— Start —

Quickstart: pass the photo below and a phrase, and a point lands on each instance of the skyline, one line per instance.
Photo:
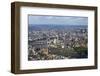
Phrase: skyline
(58, 20)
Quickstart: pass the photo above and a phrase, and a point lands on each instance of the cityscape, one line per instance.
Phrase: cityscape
(57, 37)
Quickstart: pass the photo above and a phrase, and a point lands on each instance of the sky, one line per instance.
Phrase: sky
(58, 20)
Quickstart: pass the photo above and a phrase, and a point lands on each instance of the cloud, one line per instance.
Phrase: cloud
(63, 20)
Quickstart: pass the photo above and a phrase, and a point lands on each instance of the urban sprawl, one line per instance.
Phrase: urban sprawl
(54, 44)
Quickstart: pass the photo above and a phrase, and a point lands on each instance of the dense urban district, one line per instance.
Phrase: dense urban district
(53, 42)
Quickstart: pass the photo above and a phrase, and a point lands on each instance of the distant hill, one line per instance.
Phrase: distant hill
(41, 27)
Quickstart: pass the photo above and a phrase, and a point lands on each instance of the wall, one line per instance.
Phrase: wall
(5, 33)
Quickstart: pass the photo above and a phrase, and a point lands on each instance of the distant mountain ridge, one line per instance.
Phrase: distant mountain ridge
(41, 27)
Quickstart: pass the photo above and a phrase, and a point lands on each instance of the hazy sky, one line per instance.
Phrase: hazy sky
(63, 20)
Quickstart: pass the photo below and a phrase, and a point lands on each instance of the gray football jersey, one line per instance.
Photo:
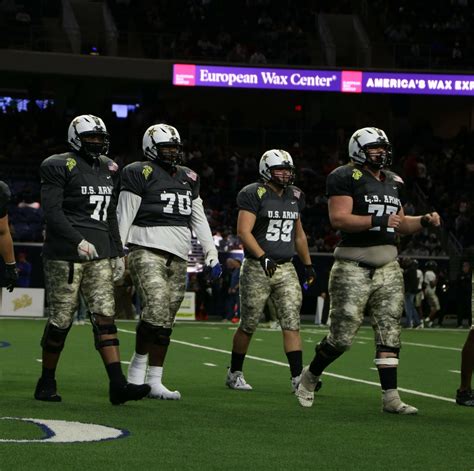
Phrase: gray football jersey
(276, 215)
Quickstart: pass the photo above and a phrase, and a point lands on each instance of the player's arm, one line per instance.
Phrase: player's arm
(53, 182)
(341, 217)
(245, 224)
(200, 227)
(127, 209)
(301, 243)
(412, 224)
(6, 242)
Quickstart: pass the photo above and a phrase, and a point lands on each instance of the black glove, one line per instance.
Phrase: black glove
(268, 264)
(310, 275)
(11, 276)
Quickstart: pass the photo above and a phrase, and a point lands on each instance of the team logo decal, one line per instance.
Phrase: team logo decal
(147, 171)
(65, 431)
(70, 163)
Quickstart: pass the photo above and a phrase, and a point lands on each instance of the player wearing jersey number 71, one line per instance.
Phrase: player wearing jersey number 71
(82, 238)
(366, 205)
(270, 229)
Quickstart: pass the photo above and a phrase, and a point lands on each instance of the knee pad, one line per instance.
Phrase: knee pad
(102, 325)
(153, 334)
(162, 336)
(326, 349)
(390, 361)
(53, 338)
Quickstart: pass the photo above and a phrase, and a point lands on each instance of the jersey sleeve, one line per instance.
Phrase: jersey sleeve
(53, 181)
(194, 181)
(134, 178)
(338, 184)
(5, 196)
(248, 200)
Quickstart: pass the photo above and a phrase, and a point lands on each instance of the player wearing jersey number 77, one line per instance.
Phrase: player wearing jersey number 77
(270, 229)
(366, 205)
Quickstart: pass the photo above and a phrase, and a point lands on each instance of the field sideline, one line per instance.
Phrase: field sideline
(213, 427)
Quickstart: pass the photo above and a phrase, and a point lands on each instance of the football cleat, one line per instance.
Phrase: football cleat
(236, 380)
(465, 398)
(120, 393)
(46, 391)
(306, 388)
(295, 382)
(159, 391)
(392, 403)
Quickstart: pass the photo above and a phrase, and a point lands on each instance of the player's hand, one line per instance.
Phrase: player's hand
(430, 219)
(268, 264)
(310, 276)
(118, 268)
(11, 276)
(86, 250)
(387, 220)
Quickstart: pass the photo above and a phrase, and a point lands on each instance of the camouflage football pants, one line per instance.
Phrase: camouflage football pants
(255, 289)
(93, 279)
(353, 291)
(160, 287)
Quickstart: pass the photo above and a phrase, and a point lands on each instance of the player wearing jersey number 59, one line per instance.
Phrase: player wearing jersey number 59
(82, 238)
(270, 229)
(366, 205)
(159, 206)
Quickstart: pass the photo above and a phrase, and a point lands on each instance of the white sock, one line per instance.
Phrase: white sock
(137, 369)
(155, 373)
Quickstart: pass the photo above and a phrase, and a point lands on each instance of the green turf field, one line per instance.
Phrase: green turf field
(215, 428)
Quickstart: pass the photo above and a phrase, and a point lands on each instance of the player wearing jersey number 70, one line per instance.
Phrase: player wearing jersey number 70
(159, 206)
(81, 253)
(366, 205)
(270, 229)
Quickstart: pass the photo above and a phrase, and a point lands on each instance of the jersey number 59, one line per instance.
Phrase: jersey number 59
(279, 229)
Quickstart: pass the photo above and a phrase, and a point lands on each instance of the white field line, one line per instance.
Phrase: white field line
(279, 363)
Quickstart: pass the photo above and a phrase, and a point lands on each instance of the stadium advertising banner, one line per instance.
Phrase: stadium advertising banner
(346, 81)
(22, 302)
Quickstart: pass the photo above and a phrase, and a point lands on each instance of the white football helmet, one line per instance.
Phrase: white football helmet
(88, 125)
(365, 138)
(275, 159)
(162, 143)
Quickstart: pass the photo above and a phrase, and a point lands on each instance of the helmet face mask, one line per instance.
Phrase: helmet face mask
(88, 136)
(276, 166)
(162, 143)
(370, 146)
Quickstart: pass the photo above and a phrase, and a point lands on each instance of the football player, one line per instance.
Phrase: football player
(365, 204)
(159, 206)
(269, 226)
(82, 253)
(6, 243)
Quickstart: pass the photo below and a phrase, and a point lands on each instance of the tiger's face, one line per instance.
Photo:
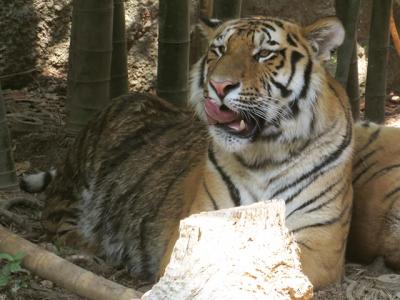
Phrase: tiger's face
(259, 73)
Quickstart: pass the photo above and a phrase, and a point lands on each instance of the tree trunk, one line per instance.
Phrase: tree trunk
(227, 9)
(8, 177)
(239, 253)
(198, 42)
(375, 92)
(173, 51)
(89, 82)
(119, 66)
(347, 68)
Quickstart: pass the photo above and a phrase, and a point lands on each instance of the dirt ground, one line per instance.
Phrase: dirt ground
(36, 114)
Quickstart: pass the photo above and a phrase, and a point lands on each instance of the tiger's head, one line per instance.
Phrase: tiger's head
(260, 78)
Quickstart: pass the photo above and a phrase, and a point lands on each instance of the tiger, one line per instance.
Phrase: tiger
(269, 122)
(375, 229)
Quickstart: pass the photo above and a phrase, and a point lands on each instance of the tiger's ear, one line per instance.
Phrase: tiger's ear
(208, 26)
(325, 36)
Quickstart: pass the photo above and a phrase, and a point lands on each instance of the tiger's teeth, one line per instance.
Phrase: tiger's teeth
(242, 125)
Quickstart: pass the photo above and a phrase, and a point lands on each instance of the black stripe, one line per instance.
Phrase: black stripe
(284, 91)
(294, 59)
(290, 40)
(307, 78)
(364, 158)
(355, 179)
(392, 192)
(272, 42)
(270, 27)
(202, 67)
(300, 151)
(278, 23)
(326, 223)
(313, 172)
(325, 203)
(210, 196)
(233, 191)
(294, 107)
(313, 199)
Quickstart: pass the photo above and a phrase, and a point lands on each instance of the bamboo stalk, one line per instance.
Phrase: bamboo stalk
(347, 11)
(352, 87)
(375, 92)
(394, 33)
(119, 65)
(63, 273)
(8, 177)
(173, 51)
(89, 82)
(227, 9)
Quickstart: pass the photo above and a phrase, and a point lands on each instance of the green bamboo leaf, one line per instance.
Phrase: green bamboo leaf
(15, 267)
(6, 256)
(4, 280)
(5, 271)
(19, 256)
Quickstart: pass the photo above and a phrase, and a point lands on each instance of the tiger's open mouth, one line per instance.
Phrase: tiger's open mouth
(231, 121)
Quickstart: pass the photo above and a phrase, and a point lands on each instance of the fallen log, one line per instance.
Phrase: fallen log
(238, 253)
(63, 273)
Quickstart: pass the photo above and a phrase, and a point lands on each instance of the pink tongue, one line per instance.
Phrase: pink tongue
(215, 115)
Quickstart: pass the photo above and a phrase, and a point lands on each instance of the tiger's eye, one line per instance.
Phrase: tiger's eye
(221, 49)
(263, 53)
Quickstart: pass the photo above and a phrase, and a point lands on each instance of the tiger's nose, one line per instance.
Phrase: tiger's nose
(222, 88)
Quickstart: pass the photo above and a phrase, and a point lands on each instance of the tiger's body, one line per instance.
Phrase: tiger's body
(280, 127)
(375, 229)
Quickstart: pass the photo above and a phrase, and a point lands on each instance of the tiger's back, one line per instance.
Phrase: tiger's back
(375, 229)
(124, 184)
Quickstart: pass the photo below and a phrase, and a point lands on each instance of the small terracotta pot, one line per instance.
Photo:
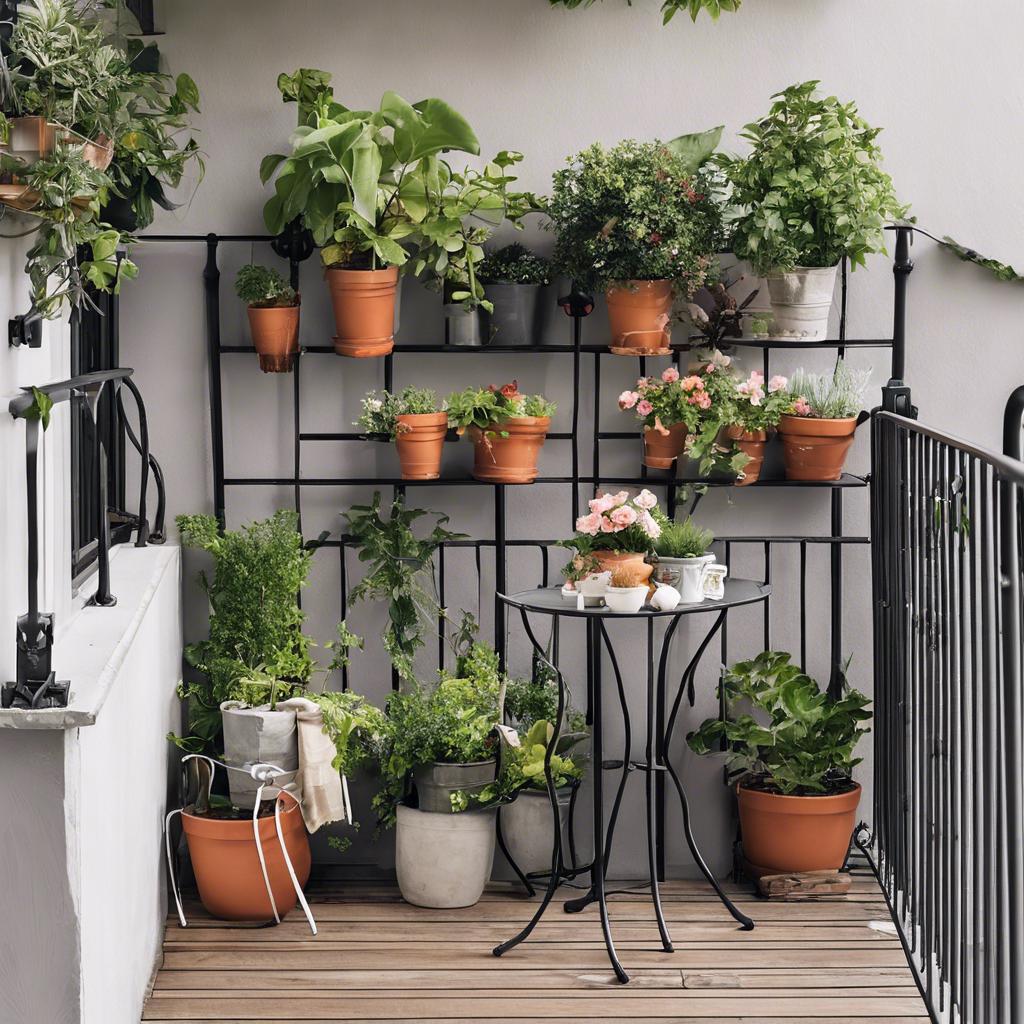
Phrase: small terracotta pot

— End —

* _EXERCISE DIRECTIONS_
From the line that contains "nose, one line per instance." to the end of the material above, output every line exactly, both ends included, but leave out any pictures.

* _EXERCISE SOLUTION_
Quickstart: pass the photo above and a phrase, and a point lands on each instance of the tiger's nose, one line per instance.
Phrase: tiger's nose
(222, 88)
Quickstart: pass the photo above and a phrase, and a point lands on each instance of the tiger's body, one line per instance.
Phrase: tiger's body
(280, 127)
(375, 229)
Quickstart: pass the photo above and a phrase, and a point lands on each instance of the tiger's back, one line per instance.
Phrase: tiger's back
(375, 229)
(124, 184)
Quickstart: pass the photo below and a phrase, and a point lands on each instance of the small terracotta pot, one line per instance.
Photo:
Phrase: small terracotta pot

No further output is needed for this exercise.